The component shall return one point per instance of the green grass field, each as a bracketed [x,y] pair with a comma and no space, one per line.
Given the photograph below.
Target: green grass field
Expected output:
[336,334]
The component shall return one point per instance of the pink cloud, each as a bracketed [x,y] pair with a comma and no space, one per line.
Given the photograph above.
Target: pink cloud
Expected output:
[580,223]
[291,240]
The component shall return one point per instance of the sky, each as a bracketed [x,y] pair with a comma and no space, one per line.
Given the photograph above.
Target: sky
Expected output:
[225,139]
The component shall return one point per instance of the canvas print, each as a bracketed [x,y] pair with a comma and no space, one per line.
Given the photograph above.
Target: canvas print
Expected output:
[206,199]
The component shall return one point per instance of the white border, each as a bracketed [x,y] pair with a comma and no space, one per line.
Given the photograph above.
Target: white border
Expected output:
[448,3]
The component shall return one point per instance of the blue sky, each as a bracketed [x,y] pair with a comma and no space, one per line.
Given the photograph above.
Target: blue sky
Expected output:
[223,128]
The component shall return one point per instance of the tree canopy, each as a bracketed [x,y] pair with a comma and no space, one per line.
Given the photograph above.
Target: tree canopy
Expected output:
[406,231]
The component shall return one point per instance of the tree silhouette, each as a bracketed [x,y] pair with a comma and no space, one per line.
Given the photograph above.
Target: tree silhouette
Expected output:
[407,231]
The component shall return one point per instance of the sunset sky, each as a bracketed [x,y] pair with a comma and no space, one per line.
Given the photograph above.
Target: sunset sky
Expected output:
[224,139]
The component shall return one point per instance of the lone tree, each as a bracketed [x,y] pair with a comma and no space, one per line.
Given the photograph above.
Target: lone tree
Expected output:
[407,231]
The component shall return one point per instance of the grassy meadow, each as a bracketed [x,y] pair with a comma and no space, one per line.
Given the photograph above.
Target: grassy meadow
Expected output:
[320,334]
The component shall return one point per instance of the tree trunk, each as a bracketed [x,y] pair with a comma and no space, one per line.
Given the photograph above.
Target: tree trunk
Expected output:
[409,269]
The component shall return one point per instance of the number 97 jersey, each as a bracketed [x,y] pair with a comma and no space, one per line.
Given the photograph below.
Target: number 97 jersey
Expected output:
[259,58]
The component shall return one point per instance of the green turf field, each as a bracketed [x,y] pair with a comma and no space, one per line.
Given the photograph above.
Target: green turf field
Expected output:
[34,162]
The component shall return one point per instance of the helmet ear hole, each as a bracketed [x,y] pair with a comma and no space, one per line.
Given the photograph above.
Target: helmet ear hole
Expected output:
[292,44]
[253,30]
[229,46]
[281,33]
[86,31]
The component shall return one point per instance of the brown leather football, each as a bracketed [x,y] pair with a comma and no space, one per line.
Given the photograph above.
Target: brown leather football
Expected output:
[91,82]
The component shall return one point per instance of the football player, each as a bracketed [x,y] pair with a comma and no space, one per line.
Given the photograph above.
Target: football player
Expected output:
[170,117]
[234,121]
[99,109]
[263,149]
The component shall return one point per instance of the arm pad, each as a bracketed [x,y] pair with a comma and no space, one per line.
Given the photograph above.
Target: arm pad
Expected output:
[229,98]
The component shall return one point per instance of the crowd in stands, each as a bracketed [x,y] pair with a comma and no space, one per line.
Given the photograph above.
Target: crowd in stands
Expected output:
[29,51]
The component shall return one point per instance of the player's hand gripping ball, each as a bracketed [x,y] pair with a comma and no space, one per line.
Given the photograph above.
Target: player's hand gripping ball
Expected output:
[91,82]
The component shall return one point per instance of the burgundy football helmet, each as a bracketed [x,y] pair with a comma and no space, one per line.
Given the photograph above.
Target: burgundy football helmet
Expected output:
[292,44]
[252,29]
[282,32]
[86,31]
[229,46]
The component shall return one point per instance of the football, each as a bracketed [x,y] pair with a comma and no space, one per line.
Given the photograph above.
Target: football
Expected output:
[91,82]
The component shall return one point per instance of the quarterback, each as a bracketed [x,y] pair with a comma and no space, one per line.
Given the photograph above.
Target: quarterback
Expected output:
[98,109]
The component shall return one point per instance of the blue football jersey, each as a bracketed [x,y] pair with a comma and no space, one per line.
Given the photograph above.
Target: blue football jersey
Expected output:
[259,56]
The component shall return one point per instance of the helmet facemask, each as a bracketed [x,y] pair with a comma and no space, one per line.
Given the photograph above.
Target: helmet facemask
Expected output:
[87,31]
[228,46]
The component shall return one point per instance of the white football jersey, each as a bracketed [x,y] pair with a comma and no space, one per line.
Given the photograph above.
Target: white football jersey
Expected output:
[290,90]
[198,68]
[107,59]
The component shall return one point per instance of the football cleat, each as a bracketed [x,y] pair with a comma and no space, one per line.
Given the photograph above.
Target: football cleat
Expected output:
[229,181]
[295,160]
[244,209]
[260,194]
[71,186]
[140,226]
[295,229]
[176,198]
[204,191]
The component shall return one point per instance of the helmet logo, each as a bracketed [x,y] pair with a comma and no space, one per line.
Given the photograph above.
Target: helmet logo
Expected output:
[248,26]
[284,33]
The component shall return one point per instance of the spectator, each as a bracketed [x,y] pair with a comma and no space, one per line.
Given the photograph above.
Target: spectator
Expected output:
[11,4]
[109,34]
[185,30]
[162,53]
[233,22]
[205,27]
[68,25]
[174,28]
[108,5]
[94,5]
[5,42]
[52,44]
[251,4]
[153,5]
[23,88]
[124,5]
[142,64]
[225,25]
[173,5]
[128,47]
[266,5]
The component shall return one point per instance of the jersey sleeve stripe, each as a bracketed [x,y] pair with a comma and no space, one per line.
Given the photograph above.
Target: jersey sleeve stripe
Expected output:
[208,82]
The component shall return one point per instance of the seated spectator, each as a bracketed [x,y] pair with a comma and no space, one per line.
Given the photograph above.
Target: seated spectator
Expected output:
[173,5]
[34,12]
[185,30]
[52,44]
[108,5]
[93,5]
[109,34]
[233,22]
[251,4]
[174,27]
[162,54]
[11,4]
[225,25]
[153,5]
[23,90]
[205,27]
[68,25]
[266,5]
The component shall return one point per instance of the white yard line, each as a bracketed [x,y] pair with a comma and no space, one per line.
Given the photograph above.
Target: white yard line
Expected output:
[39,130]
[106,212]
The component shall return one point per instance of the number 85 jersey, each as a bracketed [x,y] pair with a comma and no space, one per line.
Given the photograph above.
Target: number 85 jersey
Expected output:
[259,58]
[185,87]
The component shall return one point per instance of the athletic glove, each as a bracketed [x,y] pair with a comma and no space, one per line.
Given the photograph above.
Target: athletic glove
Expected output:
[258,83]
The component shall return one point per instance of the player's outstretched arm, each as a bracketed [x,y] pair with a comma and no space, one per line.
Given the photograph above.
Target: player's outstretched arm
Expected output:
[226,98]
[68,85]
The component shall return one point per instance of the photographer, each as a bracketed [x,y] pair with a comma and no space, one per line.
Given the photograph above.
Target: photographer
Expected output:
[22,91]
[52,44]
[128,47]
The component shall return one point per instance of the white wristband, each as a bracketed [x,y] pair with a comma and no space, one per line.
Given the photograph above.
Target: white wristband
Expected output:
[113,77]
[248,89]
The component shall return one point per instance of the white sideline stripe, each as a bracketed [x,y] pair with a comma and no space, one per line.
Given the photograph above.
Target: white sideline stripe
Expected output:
━━━
_TASK OBJECTIVE_: Extract from the data every line where "wristband" shows up.

_WORKED SOLUTION_:
The component shall return one point per instance of the white wristband, each as a bracketed [x,y] pair with a comma and no space, one per line.
Target: white wristband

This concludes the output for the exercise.